*Problems and tasks*
**1)** Render this sentence from the article on Boeing and federal aviation oversight below into Spanish: "Federal investigators are scrutinizing whether the FAA failed to properly watch over Boeing, which has scrambled to make software fixes after two Boeing 737 Max 8 jets crashed within five months."
**2)** According to the article on Boeing and federal aviation oversight below, how long before the Lion Air crash did Congress pass the provisions that expanded Boeing's power to oversee itself?
**3)** Carry the article on Boeing and federal aviation oversight forward from the point at which it stops.

*Source extract*
□ □ □
Four weeks before a Lion Air jet plunged into the Java Sea in October, Congress passed little-noticed provisions that gave the plane’s maker, Boeing, even more power to oversee itself, demonstrating the company’s sway in Washington.

It was another victory in ­Boeing’s long-running, highly effective campaign to get the federal government to delegate more and more of the Federal Aviation Administration’s safety responsibilities to the company. It also was a reflection of the inherent difficulties of having a government workforce oversee the design and production of some of the world’s most sophisticated machines.

Federal investigators are scrutinizing whether the FAA failed to properly watch over Boeing, which has scrambled to make software fixes after two Boeing 737 Max 8 jets crashed within five months. But the obscure provisions in the new law show how advocates in Congress considered the process that certified the planes to be too cumbersome.

Capt. Dennis Tajer of American Airlines and the Allied Pilots Association explains what it’s like to fly the Boeing 737 Max 8, recently grounded by the FAA. (Lee Powell/The Washington Post)
□ □ □
*Dataset content*
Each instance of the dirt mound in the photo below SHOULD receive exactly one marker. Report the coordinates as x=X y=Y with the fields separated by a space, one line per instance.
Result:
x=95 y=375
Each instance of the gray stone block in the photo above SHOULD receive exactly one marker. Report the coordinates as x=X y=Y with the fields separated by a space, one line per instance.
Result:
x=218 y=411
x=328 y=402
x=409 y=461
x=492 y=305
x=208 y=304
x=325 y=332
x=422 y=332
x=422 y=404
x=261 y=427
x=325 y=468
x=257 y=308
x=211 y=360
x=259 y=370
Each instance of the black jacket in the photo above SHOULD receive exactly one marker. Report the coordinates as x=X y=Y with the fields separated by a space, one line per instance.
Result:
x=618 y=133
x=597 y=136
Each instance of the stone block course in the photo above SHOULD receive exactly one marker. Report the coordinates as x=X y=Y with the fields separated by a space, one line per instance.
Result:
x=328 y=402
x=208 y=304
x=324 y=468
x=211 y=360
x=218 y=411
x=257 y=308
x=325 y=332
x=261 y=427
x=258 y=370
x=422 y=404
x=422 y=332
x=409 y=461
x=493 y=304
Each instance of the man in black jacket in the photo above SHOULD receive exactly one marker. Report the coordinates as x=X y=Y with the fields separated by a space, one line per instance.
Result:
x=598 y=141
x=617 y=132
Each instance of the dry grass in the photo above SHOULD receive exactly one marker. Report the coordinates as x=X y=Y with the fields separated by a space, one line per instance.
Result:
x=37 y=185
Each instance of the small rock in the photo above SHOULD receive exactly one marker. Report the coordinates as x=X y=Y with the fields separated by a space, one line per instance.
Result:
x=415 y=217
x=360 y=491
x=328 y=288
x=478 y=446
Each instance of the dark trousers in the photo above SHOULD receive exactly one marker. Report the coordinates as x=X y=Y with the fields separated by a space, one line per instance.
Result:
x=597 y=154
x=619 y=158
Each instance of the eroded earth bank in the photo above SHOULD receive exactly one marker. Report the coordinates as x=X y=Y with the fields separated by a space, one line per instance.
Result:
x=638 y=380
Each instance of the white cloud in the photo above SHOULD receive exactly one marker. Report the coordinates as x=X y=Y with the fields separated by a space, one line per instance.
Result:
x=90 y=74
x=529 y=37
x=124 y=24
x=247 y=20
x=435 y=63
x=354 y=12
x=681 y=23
□ □ □
*Solved tasks*
**1)** Los investigadores federales están examinando si la FAA no supervisó adecuadamente a Boeing, que se ha apresurado a realizar correcciones de software después de que dos aviones Boeing 737 Max 8 se estrellaran en un plazo de cinco meses.

**2)** Four weeks.

**3)**
The U.S. manufacturing giant has spent decades building deep ties across Washington. President Ronald Reagan’s chief of staff, Kenneth M. Duberstein, sits on Boeing’s board of directors. So does Caroline B. Kennedy, President John F. Kennedy’s daughter and the former ambassador to Japan.

Boeing reported spending $15 million to lobby Congress, the FAA and other federal agencies last year, and it hired outside lobbyists to push the oversight delegation issue, according to disclosures filed with the Senate.

The provisions were part of a broader FAA funding and disaster relief bill that passed by wide margins and was signed by President Trump in October.

The law gives private companies more power over the rule books that describe what role the FAA has in approving designs. It also sets up an “advisory committee,” with industry representation, that establishes metrics the FAA must “apply and track.”

The debate over such changes has gone on for years. It offers a window into an oversight system that some critics say may have contributed to Boeing — and the federal government — missing potential software and hardware flaws in the Max jets and failing to mandate sufficient training information.

Proponents say distributing more oversight work to Boeing was necessary to increase efficiency at the FAA. But the trend may have unintended consequences for safety. The deaths of 346 people in the crashes of 737 Max 8 jets in Ethi­o­pia and Indonesia have created a crisis for Boeing and the FAA, even as investigators continue delving into the disasters’ causes. It remains unclear how the federal government will respond.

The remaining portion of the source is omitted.